■ Dataset excerpts

▬▬▬▬▬▬▬▬▬▬

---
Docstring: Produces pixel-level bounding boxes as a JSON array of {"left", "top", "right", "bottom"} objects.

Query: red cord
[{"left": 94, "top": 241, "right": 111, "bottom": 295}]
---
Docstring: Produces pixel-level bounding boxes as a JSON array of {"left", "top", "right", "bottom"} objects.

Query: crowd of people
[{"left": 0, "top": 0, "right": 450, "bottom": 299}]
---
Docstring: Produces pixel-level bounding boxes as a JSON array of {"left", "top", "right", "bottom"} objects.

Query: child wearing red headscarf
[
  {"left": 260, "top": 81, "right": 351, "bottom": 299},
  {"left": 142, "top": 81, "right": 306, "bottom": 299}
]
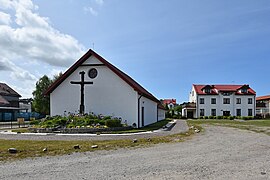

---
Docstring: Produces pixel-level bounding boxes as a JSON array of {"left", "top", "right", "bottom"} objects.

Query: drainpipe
[{"left": 138, "top": 95, "right": 142, "bottom": 128}]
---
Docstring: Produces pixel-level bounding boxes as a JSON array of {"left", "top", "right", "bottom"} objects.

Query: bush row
[
  {"left": 199, "top": 116, "right": 254, "bottom": 120},
  {"left": 30, "top": 115, "right": 122, "bottom": 128}
]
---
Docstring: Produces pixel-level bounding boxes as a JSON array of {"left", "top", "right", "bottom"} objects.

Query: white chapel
[{"left": 45, "top": 49, "right": 165, "bottom": 127}]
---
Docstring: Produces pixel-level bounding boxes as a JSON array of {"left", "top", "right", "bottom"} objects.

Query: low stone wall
[{"left": 28, "top": 126, "right": 133, "bottom": 134}]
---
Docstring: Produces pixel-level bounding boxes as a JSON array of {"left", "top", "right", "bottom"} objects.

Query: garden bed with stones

▬▬▬▬▬▬▬▬▬▬

Switch every "Query" in the records above to "Label" and give the records again with nothing else changed. Leave the pictures out of your answer.

---
Docstring: Produces pixel-level bounding boxes as a JSON array of {"left", "top", "right", "bottom"} objects.

Label: red cord
[{"left": 94, "top": 241, "right": 111, "bottom": 295}]
---
Docstring: Produces pixel-level bounding boxes as a JSON array of {"left", "top", "right", "bottom"} objects.

Label: crowd of people
[{"left": 0, "top": 0, "right": 450, "bottom": 299}]
---
Docstring: Produces pixel-level bounding boxes as a JSON array of {"left", "top", "right", "bottom"} objects.

Label: child wearing red headscarf
[
  {"left": 260, "top": 81, "right": 351, "bottom": 299},
  {"left": 142, "top": 81, "right": 306, "bottom": 299}
]

---
Docstring: Produces pixel-level bounding boxes as a JSON array of {"left", "top", "right", "bottom"} objects.

Label: drainpipe
[{"left": 138, "top": 95, "right": 142, "bottom": 128}]
---
Docstring: Produces pixel-level bounding boxes as a JSON array of {"left", "top", "right", "bottom"} objects.

Label: bush row
[
  {"left": 199, "top": 116, "right": 254, "bottom": 120},
  {"left": 30, "top": 115, "right": 122, "bottom": 128}
]
---
Docstring: Produces pixel-level bounding boxes as a JSON array of {"left", "top", "right", "bottom"} objects.

Label: white chapel
[{"left": 45, "top": 49, "right": 165, "bottom": 127}]
---
Docstring: Produces pixel-level bounding boxes as a JSON array of {"left", "top", "right", "bottom"} objects.

Label: low stone wall
[{"left": 28, "top": 126, "right": 133, "bottom": 134}]
---
Docstring: Produces pixel-level bounding boxes as a JSON array of {"left", "top", "right", "bottom"} objects.

Label: garden bed with stones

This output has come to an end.